» **READING TEXT**
■ ■ ■ ■
Item 2.     Fees, Commissions and Expenses

     Applicant estimates that in addition to the fees, commissions, margins
and expenses ("Fees") described in Item 1, the following Fees will be
incurred directly or indirectly by it or any associate company thereof in
connection with the proposed transactions:

       Legal Fees                           $60,000
       Trustee Fees                         $20,000
       Printing Fees                        $40,000
       Rating agency Fees                   $186,000
       Fees of Cinergy Services             $15,000
       Blue sky Fees                        $5,000
       Accountant Fees                      $30,000
       TOTAL                                $356,000

Item 3.       Applicable Statutory Provisions

A.     Introduction

       The proposed issuance and sale and application of the proceeds of
the Debentures is subject to sections 6(a) and 7 of the Act and rule 54
thereunder.  

       Compliance with rule 54 is addressed above.

       Section 6(a) provides in relevant part that except in accordance
with a declaration under section 7 and with the order under such section
permitting such declaration to become effective, it shall be unlawful for
any registered holding company to issue or sell any security.

B.     The proposed transactions satisfy the standards of section 7.

       Section 7 sets forth a number of standards that must be met as a
precondition to issuance by the Commission of an order thereunder
permitting the subject declaration to become effective.  The proposed
transactions satisfies each of these standards.

       1.     The proposed transactions satisfy the relevant criteria of
section 7(c).
■ ■ ■ ■
» **DATA EXCERPT**
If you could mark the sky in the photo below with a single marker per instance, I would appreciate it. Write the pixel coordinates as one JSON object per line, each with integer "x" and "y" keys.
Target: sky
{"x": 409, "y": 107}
■ ■ ■ ■
» **TASKS TO CARRY OUT**
(a) Reproduce the filing excerpt verbatim, everything from "Section 6(a) provides" down to "sell any security.".
(b) In the filing excerpt, what amount is estimated for rating agency fees?
Rely only on the filing excerpt for what comes next.

» **ANSWERS BELOW**
(a)
Section 6(a) provides in relevant part that except in accordance
with a declaration under section 7 and with the order under such section
permitting such declaration to become effective, it shall be unlawful for
any registered holding company to issue or sell any security.

(b) $186,000